### 练习任务
1: 以下 (a)(b)(c) 三项说法与关于 PE Loader 的这段文字是否相符?请逐项答“是”或“否”,并引用文中起决定作用的原话。
(a) PE Loader 先解决 IMPORT 表,再解决 EXPORT 表。
(b) 用 PELDR_LoadModule 加载 Kernel32.dll,返回一定成功。
(c) 文档里有对返回码 0xfffffff4 的说明。
2: 请把关于 PE Loader 的这段文字中从“而PELDR_LoadMod”到“NULL) 的包装层. 对PELDR_LoadModule的调用会直接以如上模式对PELDR_LoadModuleEx调用.”之间的内容(含首尾)逐字重抄一遍。

### 选段节录

——————————

作者:陆麟
转载请征得作者同意.
2001.6.1

当PE Loader尝试加载一个PE模块, 首先尝试分配一块堆, 读取文件, 然后分析PE文件头, 随后解决EXPORT表, 当解决成功后解决IMPORT表. 此时如果PE模块有函数IMPORT,  而被IMPORT的函数属于一个未加载到内存的模块, 也就是说外部引用不存在, PE Loader就返回0xfffffff4.

例如,
PELDR_LoadModule(&hKernel32,”Kernel32.dll”,NULL);
返回一定成功. 因为Kernel32.dll所有的外部引用都在启动时解决了.
而PELDR_LoadModule(&hKernel32,”Inetmib1.dll”,NULL);
就无法成功, 并且返回码为0xfffffff4. 如果要查ERROR CODE 对应的意义,你将发现文档里根本没有这个 ERROR CODE 的说明. 也就无法判断错误出在那里.

Tip:
PELDR_LoadModule(PHPMODULE pHandle,char* ModuleName, PHLIST phList)其实是PELDR_LoadModuleEx(PHPMODULE pHandle,char* ModuleName, PHLIST phList, NULL) 的包装层. 对PELDR_LoadModule的调用会直接以如上模式对PELDR_LoadModuleEx调用.

——————————

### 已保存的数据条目
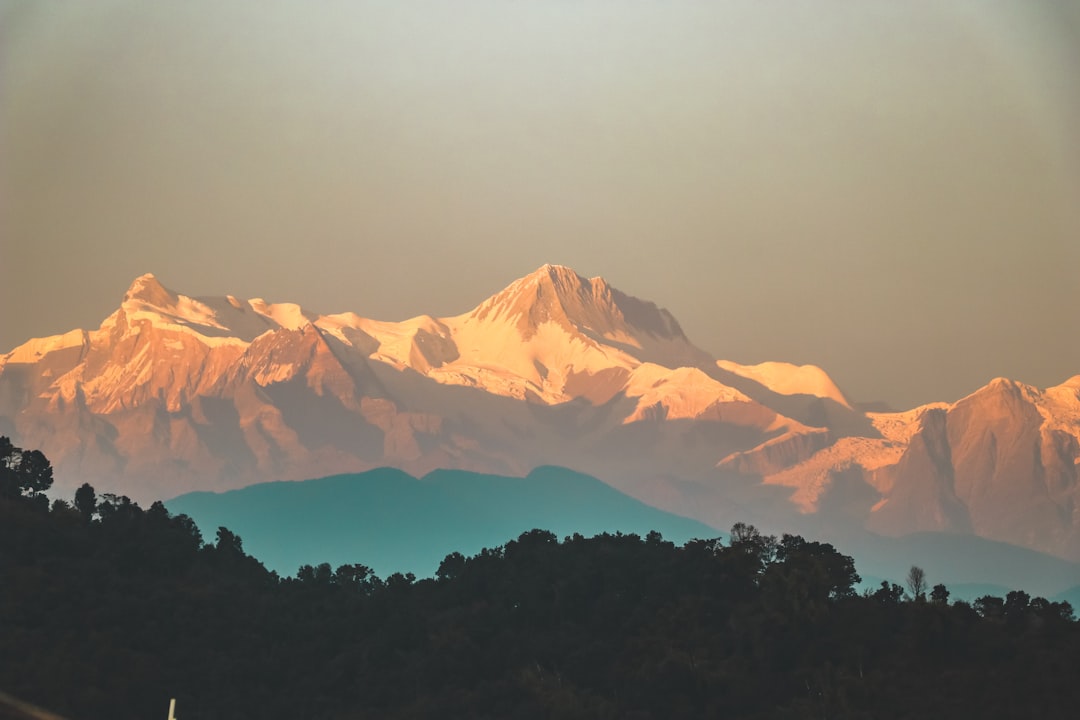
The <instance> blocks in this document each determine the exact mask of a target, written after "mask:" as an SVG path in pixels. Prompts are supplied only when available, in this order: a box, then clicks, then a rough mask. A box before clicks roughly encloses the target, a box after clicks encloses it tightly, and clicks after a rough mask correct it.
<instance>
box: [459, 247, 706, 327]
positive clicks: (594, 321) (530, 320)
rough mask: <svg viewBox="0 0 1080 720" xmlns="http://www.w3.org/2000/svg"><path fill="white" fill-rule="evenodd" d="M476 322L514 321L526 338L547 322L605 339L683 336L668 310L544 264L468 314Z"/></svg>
mask: <svg viewBox="0 0 1080 720" xmlns="http://www.w3.org/2000/svg"><path fill="white" fill-rule="evenodd" d="M470 316H471V317H474V318H476V320H481V321H483V320H485V318H487V317H492V318H494V317H499V316H504V317H507V318H508V320H510V318H513V320H516V322H517V326H518V329H519V330H521V331H522V334H523V336H525V337H526V338H528V337H531V335H532V334H535V332H536V330H537V328H538V327H539V326H540V325H542V324H544V323H548V322H554V323H556V324H559V325H563V326H564V327H567V328H568V329H577V330H579V331H584V332H586V334H590V335H596V336H602V337H605V338H609V339H613V338H617V337H618V338H620V339H625V338H627V337H634V336H638V335H640V334H643V332H644V334H647V335H649V336H652V337H654V338H660V339H665V340H672V339H678V340H684V341H685V340H686V336H685V335H684V334H683V328H681V327H679V324H678V322H677V321H676V320H675V317H673V316H672V314H671V313H670V312H667V311H666V310H663V309H661V308H659V307H657V305H656V304H653V303H652V302H647V301H645V300H638V299H637V298H634V297H631V296H629V295H625V294H624V293H621V291H619V290H617V289H616V288H613V287H612V286H611V285H609V284H608V282H607V281H606V280H604V279H603V277H592V279H585V277H583V276H582V275H580V274H578V273H577V272H576V271H573V270H572V269H571V268H567V267H565V266H558V264H544V266H541V267H540V268H538V269H537V270H536V271H534V272H531V273H529V274H528V275H526V276H524V277H522V279H521V280H517V281H515V282H513V283H511V284H510V285H509V286H508V287H507V288H505V289H503V290H502V291H501V293H498V294H496V295H495V296H492V297H490V298H488V299H487V300H485V301H484V302H483V303H481V304H480V307H477V308H476V309H475V310H474V311H473V312H472V313H471V314H470Z"/></svg>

——————————

### 练习答案
1:
(a) 否:“随后解决EXPORT表, 当解决成功后解决IMPORT表”
(b) 是:“返回一定成功”
(c) 否:“你将发现文档里根本没有这个 ERROR CODE 的说明”

2:
而PELDR_LoadModule(&hKernel32,”Inetmib1.dll”,NULL);
就无法成功, 并且返回码为0xfffffff4. 如果要查ERROR CODE 对应的意义,你将发现文档里根本没有这个 ERROR CODE 的说明. 也就无法判断错误出在那里.

Tip:
PELDR_LoadModule(PHPMODULE pHandle,char* ModuleName, PHLIST phList)其实是PELDR_LoadModuleEx(PHPMODULE pHandle,char* ModuleName, PHLIST phList, NULL) 的包装层. 对PELDR_LoadModule的调用会直接以如上模式对PELDR_LoadModuleEx调用.